● **SHORT TASK**: Retype, character for character, only the lines from the one containing "the white lower" up to and including the one containing "column 98, row 143".

Dataset rows on where objects appear
###

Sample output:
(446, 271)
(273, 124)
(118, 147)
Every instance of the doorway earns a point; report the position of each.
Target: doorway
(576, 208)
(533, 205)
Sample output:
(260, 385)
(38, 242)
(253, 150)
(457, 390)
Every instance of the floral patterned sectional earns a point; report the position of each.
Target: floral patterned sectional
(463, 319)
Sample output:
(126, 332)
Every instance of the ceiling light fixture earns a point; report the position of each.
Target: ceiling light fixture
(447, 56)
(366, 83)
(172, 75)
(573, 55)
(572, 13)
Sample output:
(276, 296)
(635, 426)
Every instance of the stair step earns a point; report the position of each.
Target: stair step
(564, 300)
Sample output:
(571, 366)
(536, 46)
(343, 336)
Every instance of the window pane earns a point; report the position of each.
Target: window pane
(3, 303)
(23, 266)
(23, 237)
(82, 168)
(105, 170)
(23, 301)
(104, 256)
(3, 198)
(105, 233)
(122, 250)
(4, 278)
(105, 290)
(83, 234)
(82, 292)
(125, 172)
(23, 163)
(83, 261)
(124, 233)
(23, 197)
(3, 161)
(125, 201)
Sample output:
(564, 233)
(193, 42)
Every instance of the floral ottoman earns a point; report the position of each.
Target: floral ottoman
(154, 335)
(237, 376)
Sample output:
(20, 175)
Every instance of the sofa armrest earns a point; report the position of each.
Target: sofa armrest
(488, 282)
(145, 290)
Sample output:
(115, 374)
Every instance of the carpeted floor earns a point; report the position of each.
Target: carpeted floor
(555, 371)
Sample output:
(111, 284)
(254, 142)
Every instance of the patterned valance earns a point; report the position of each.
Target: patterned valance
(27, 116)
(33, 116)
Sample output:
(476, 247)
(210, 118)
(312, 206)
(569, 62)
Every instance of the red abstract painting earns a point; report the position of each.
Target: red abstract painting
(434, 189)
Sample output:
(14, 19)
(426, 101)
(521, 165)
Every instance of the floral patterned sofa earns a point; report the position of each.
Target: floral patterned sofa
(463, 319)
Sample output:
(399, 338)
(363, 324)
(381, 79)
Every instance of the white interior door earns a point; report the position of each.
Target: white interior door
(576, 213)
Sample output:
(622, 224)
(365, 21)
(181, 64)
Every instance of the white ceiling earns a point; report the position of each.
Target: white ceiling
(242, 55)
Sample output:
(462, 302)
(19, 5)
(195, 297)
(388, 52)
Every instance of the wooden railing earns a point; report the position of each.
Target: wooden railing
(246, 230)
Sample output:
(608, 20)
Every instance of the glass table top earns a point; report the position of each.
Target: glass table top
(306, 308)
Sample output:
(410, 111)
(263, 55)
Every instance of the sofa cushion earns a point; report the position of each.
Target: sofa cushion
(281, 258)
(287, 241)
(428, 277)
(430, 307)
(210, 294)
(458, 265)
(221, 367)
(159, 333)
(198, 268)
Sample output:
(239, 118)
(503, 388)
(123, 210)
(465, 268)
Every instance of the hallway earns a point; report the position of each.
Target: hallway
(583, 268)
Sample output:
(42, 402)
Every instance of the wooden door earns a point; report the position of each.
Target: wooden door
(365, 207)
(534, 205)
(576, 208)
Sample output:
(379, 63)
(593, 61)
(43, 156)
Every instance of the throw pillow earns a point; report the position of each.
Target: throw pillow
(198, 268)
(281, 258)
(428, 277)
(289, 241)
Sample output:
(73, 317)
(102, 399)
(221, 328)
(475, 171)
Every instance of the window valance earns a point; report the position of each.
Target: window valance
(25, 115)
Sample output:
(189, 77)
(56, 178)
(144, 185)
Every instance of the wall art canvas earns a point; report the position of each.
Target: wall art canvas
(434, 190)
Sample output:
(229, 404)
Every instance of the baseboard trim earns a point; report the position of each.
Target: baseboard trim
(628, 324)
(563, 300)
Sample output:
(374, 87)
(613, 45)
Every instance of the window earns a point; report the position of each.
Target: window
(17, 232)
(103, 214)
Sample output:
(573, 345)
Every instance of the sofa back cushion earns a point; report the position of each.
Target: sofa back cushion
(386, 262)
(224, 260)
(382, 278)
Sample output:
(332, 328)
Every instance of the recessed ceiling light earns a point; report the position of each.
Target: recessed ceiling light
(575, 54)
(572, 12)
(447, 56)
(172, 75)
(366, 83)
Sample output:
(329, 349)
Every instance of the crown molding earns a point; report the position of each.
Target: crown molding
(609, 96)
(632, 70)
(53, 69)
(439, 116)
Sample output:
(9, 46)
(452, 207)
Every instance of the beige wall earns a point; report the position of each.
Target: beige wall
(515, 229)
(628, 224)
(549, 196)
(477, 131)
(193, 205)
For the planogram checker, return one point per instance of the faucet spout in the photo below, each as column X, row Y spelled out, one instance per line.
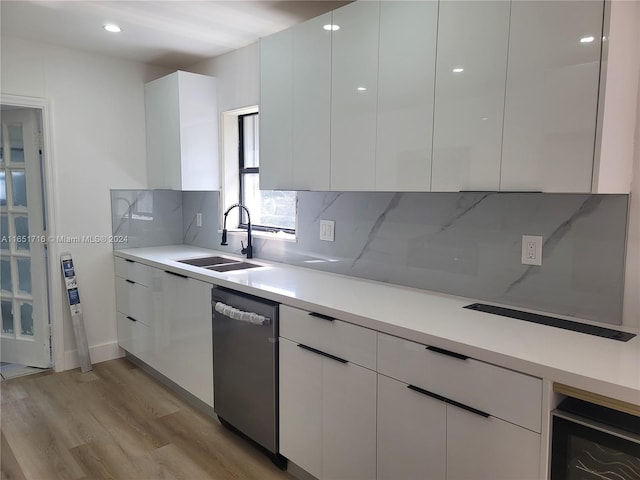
column 248, row 250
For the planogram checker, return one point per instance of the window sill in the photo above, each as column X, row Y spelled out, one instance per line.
column 282, row 236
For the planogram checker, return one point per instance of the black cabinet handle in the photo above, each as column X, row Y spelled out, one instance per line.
column 448, row 400
column 324, row 354
column 323, row 317
column 459, row 356
column 176, row 274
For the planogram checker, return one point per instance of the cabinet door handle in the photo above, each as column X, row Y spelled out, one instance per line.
column 324, row 354
column 448, row 400
column 176, row 274
column 323, row 317
column 449, row 353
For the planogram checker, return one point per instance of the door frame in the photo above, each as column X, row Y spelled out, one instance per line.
column 54, row 284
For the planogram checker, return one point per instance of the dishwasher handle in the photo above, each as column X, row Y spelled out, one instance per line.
column 240, row 315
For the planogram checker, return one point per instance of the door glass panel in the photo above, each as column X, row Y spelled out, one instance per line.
column 4, row 232
column 3, row 188
column 22, row 233
column 7, row 316
column 16, row 143
column 19, row 184
column 24, row 274
column 26, row 319
column 5, row 272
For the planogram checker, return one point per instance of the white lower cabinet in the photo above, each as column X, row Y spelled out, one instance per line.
column 185, row 335
column 327, row 403
column 489, row 448
column 412, row 432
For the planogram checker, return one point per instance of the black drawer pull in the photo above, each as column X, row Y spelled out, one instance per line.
column 323, row 317
column 324, row 354
column 459, row 356
column 448, row 400
column 176, row 274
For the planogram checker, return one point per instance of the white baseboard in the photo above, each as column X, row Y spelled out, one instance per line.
column 98, row 353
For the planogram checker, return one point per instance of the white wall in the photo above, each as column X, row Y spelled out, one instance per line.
column 238, row 74
column 631, row 310
column 98, row 143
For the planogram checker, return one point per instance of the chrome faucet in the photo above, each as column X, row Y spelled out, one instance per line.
column 248, row 250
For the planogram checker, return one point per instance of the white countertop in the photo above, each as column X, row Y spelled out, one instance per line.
column 604, row 366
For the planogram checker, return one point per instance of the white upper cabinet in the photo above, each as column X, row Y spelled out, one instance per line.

###

● **WRITTEN SOLUTION**:
For the planogram checker, return one point per instance of the white lower cabinet in the photo above, each as column X, row Y spelled out, one instance per line.
column 185, row 335
column 327, row 403
column 489, row 448
column 412, row 432
For the planogram checker, return one point per instance of the black drawer pull in the photo above, each as column X, row Y spelled out, one instance per line.
column 323, row 317
column 324, row 354
column 459, row 356
column 448, row 400
column 176, row 274
For the planogram checker, return one point per instance of the white baseboard in the photo above, each as column X, row Y spelled out, one instance per line.
column 98, row 353
For the planogram checker, return one point per instance of the white wall in the photo above, each as column X, row Y spelled out, one instance per line.
column 238, row 74
column 631, row 310
column 98, row 143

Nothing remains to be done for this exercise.